**Opdracht**
Bewerk de onderstaande items door overal "in this photograph" te vervangen door "in this image". Laat al het andere ongewijzigd.
* * *
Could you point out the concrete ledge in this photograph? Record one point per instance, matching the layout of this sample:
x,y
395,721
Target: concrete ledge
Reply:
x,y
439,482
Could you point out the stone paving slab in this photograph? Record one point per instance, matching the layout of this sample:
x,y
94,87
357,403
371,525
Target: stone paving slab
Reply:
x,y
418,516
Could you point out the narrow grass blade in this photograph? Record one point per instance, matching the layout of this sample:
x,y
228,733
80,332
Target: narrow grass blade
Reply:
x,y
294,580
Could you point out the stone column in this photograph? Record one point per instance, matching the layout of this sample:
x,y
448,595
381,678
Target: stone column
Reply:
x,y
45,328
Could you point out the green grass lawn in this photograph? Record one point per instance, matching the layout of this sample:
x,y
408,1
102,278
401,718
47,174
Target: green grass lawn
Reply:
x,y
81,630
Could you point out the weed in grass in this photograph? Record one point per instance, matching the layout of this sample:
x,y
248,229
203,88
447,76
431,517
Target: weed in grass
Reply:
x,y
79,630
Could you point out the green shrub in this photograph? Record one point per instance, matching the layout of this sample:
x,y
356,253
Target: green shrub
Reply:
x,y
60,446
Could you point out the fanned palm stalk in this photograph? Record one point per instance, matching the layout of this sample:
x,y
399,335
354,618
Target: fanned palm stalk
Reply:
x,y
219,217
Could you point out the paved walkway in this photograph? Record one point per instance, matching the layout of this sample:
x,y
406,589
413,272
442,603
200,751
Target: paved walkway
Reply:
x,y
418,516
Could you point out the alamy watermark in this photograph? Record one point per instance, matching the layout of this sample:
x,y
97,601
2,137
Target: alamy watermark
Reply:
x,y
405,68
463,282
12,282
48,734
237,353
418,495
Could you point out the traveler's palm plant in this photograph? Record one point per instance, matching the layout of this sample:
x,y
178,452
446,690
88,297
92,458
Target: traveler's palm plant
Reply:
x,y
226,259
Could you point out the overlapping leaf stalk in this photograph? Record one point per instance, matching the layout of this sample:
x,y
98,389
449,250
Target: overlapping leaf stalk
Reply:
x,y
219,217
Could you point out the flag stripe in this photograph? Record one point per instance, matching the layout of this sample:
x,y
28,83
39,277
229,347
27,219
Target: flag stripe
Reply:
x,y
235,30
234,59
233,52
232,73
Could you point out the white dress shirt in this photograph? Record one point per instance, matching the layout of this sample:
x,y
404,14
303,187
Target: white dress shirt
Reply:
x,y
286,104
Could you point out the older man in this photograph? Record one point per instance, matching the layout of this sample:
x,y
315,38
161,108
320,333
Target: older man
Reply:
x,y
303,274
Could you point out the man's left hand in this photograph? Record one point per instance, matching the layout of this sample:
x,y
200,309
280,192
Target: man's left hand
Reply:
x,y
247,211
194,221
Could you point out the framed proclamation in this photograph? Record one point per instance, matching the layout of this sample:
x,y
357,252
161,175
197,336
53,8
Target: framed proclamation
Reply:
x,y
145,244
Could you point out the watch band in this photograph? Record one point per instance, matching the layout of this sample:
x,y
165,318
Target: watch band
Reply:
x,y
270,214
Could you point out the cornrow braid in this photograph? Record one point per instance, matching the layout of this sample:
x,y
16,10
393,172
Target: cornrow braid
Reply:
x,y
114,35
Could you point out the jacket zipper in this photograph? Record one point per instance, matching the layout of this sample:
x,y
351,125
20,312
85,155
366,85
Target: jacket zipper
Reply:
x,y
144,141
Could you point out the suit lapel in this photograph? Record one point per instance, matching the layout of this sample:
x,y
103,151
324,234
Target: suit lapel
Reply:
* * *
**Antwoord opgave**
Could you point out the concrete ledge in this image? Record one point per instance, matching the layout of this sample:
x,y
395,721
Target: concrete ledge
Reply:
x,y
439,482
Could you point out the stone paving slab in this image? Record one point per instance, matching the layout of this sample:
x,y
94,87
357,403
371,525
Target: stone paving slab
Reply:
x,y
418,516
Could you point out the narrow grass blade in this image? Record one point per instance, matching the layout of this sample:
x,y
228,733
80,332
Target: narrow grass blade
Reply:
x,y
294,580
Could you point out the stone column in this image? Record one point per instance, matching the layout of this sample:
x,y
448,595
381,678
Target: stone column
Reply:
x,y
45,328
Could you point out the green grass lawn in this image? Record one point per instance, matching the layout of this sample:
x,y
408,1
102,278
401,718
47,174
Target: green grass lawn
Reply:
x,y
81,630
Could you point out the weed in grass in this image? Record one point per instance, matching the layout of this sample:
x,y
248,229
203,88
447,76
431,517
Target: weed in grass
Reply:
x,y
79,630
Could you point out the green shrub in this image? Record one point per instance, matching the layout of this sample:
x,y
356,253
Target: green shrub
Reply:
x,y
60,446
Could you point out the fanned palm stalk in this image? Record one point per instance, matching the layout of this sample:
x,y
399,335
354,618
Target: fanned palm stalk
Reply:
x,y
219,217
Could you point out the paved walkway in this image? Record one point per instance, matching the layout of this sample:
x,y
406,589
413,272
442,603
200,751
Target: paved walkway
Reply:
x,y
418,516
Could you point out the alamy watermark in this image? Record one point per instance, matching the layout of this sample:
x,y
97,601
2,137
Target: alamy watermark
Reply:
x,y
405,68
463,282
12,282
48,734
237,353
418,495
Could you point out the traveler's palm plant in this image? Record one point per instance, matching the layout of this sample:
x,y
178,452
446,690
88,297
92,458
Target: traveler's palm plant
Reply:
x,y
226,259
Could you point out the overlapping leaf stalk in this image? Record one point per instance, matching the layout of this sample:
x,y
98,389
449,250
Target: overlapping leaf stalk
Reply:
x,y
219,217
Could you point out the flag stripe in this image? Record one point per instance, matching the layout of this sample:
x,y
28,83
39,277
229,347
27,219
Target: flag stripe
Reply:
x,y
235,30
234,59
233,52
232,73
Could you point out the white dress shirt in this image? Record one point per instance, matching the layout of this sample:
x,y
404,14
303,187
Target: white dress shirt
Reply:
x,y
286,104
Could you point out the older man in this image? Record one point per instance, matching the layout of this sample:
x,y
315,38
161,108
320,333
Target: older man
Reply:
x,y
303,274
Could you point out the man's left hand in this image? Record one point per instance, matching the layout of this sample:
x,y
200,309
280,192
Target: man's left hand
Reply:
x,y
247,211
194,221
Could you point out the framed proclamation in this image? Record one point per instance, matching the layout of this sample:
x,y
357,252
161,175
197,336
53,8
Target: framed proclamation
Reply:
x,y
145,244
Could you point out the watch band in this image? Record one point per instance, matching the layout of this sample:
x,y
165,318
Target: watch band
Reply:
x,y
270,214
Could you point out the cornrow braid in this image? Record one point per instance, matching the layout of this sample:
x,y
16,10
393,172
Target: cornrow braid
Reply:
x,y
114,35
Could you point out the jacket zipper in this image? Record one point per instance, matching the layout of this sample:
x,y
351,125
20,312
85,155
366,85
Target: jacket zipper
Reply:
x,y
144,141
Could you point out the suit lapel in this image? Record one point per instance, matching the layout of this sample:
x,y
103,151
324,234
Target: suit lapel
Reply:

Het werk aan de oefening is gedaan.